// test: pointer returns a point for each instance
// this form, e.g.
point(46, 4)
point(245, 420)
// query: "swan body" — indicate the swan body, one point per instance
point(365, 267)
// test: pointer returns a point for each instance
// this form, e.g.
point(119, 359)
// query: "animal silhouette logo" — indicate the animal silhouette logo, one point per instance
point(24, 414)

-*-

Starting with the first entry and ending with the last, give all of them again unchanged.

Answer box:
// test: pointer returns a point for each instance
// this form, e.g.
point(46, 4)
point(245, 420)
// query: "swan body" — indicate the swan body, one point per instance
point(365, 267)
// test: pointer returns a point for each instance
// this form, e.g.
point(119, 359)
// query: "animal silhouette logo" — indicate the animal silhouette logo, one point per instance
point(24, 414)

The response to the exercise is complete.